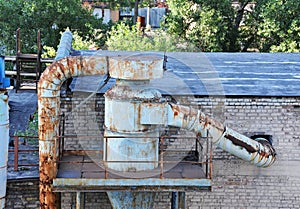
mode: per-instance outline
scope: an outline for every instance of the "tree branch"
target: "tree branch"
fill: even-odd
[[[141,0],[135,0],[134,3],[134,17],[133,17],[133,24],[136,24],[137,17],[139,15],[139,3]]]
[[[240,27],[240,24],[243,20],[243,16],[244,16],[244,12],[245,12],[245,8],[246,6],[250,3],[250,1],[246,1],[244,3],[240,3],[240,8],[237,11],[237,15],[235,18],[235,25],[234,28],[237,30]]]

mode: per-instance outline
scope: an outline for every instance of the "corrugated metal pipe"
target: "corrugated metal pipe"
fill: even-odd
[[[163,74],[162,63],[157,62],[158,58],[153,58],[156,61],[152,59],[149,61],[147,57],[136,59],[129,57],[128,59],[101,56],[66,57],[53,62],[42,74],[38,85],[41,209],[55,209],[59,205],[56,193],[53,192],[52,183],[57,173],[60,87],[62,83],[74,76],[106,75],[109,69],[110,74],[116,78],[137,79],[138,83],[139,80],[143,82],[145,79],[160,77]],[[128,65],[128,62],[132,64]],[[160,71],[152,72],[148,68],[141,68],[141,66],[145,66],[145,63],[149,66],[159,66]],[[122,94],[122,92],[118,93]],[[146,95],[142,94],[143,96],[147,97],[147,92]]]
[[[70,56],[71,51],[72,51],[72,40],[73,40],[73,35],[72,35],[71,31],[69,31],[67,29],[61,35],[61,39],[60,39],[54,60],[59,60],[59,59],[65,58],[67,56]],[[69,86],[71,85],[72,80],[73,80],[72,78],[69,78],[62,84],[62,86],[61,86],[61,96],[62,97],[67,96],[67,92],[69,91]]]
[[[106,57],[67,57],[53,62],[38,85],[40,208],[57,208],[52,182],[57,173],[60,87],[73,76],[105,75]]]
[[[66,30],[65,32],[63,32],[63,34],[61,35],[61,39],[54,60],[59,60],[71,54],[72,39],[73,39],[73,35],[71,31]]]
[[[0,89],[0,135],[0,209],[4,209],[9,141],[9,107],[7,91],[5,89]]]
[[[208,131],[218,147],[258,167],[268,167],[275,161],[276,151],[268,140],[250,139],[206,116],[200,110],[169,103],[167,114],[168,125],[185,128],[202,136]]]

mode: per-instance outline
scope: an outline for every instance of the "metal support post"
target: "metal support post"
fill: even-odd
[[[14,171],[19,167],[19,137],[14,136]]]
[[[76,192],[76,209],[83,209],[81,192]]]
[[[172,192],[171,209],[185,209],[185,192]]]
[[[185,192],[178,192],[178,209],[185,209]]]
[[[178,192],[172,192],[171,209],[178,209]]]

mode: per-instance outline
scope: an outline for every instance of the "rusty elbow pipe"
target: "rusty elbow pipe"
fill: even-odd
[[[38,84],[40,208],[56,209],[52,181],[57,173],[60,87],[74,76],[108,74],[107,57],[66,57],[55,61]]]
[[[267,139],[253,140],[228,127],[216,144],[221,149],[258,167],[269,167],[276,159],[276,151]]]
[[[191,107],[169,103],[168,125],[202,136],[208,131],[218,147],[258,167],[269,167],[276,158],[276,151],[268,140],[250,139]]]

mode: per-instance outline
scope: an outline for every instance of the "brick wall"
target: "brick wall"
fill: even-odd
==
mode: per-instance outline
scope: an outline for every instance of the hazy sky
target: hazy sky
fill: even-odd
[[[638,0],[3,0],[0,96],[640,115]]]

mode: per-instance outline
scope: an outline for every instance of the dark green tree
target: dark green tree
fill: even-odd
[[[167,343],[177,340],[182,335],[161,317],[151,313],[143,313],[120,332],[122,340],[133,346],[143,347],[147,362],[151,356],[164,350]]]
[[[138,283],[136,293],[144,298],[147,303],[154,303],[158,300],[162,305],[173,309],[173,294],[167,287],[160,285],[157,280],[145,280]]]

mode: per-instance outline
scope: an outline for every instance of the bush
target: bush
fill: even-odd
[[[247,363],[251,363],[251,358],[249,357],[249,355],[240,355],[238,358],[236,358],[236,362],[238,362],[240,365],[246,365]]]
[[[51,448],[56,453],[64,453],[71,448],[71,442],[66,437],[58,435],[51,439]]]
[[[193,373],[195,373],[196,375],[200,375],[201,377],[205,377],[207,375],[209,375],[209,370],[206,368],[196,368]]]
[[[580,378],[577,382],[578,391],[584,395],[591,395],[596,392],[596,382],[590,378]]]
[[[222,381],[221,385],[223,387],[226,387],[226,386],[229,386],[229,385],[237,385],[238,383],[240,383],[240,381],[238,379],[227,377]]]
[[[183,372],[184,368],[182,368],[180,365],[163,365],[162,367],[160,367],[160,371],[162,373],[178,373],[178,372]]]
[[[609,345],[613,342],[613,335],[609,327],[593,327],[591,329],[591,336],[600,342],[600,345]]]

* PROBLEM TO WORK ON:
Using the listing above, state how many lines contain the string "pipe". Give the number by itself.

* YOUR RESPONSE:
4